DOCUMENT PASSAGE

· · ·

New dating for LGM Irish Sea Ice Stream

Maximum extension of the Irish Sea Ice Stream (ISIS) at the time of the Last Glacial Maximum, 
with dated retreat stages.

Here is a big new paper from the BRITICE-CHRONO project, reporting on new dates for the retreat (with occasional readvances) of the ISIS through St Georges Channel and the Celtic Sea and the "Irish Sea Glacier" which is deemed to have pressed through the Cheshire Gap and into the Midlands of England. This new terminology is a bit confusing -- but no matter. This is a very intreresting and useful paper.


The BRITICE-CHRONO Project has generated a suite of recently published radiocarbon ages from deglacial sequences offshore in the Celtic and Irish seas and terrestrial cosmogenic nuclide and optically stimulated luminescence ages from adjacent onshore sites. All published data are integrated here with new geochronological data from Wales in a revised Bayesian analysis that enables reconstruction of ice retreat dynamics across the basin. Patterns and changes in the pace of deglaciation are conditioned more by topographic constraints and internal ice dynamics than by external controls. The data indicate a major but rapid and very short-lived extensive thin ice advance of the Irish Sea Ice Stream (ISIS) more than 300 km south of St George's Channel to a marine calving margin at the shelf break at 25.5 ka; this may have been preceded by extensive ice accumulation plugging the constriction of St George's Channel. The release event between 25 and 26 ka is interpreted to have stimulated fast ice streaming and diverted ice to the west in the northern Irish Sea into the main axis of the marine ISIS away from terrestrial ice terminating in the English Midlands, a process initiating ice stagnation and the formation of an extensive dead ice landscape in the Midlands.

In the dating, using a variety of techniques, there are a few anomalies (as one might expect) but the pattern and timing of ice retreat now seems pretty well established, following a rapid advance of thin ice right out to the Celtic Sea shelf edge at about 25,500 BP.  the authors say "this may have been preceded by extensive ice accumulation plugging the constriction of St George's Channel."  I'm not sure how strong the evidence is for this, and I'm not sure how this "plugging" might have worked, but that's a minor point.

· · ·

Object pointing dataset rows
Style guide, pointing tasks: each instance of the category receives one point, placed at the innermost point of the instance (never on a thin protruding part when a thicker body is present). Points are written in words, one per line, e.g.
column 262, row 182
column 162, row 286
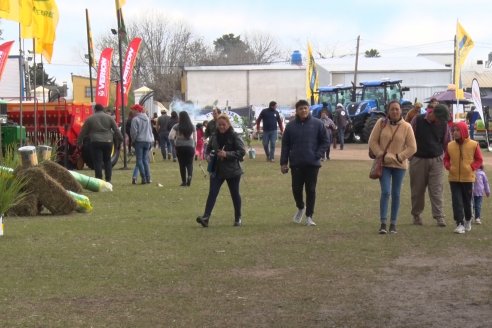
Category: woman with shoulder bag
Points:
column 229, row 150
column 392, row 140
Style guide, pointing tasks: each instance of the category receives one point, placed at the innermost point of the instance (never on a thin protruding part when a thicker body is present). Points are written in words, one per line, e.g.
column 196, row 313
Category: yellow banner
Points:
column 312, row 80
column 43, row 28
column 463, row 46
column 120, row 3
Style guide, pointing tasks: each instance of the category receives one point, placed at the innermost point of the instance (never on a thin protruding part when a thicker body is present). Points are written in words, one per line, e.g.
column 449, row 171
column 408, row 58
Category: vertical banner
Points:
column 103, row 77
column 477, row 100
column 312, row 82
column 463, row 45
column 128, row 64
column 4, row 55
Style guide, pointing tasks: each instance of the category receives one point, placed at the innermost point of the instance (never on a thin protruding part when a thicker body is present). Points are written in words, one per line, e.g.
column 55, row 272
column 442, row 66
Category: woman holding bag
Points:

· · ·

WORK TO COMPLETE
In the post on new dating for the Irish Sea Ice Stream, how far south of St George's Channel did the short-lived thin ice advance extend?

RESULT FOR THIS TASK
More than 300 km, to a marine calving margin at the shelf break.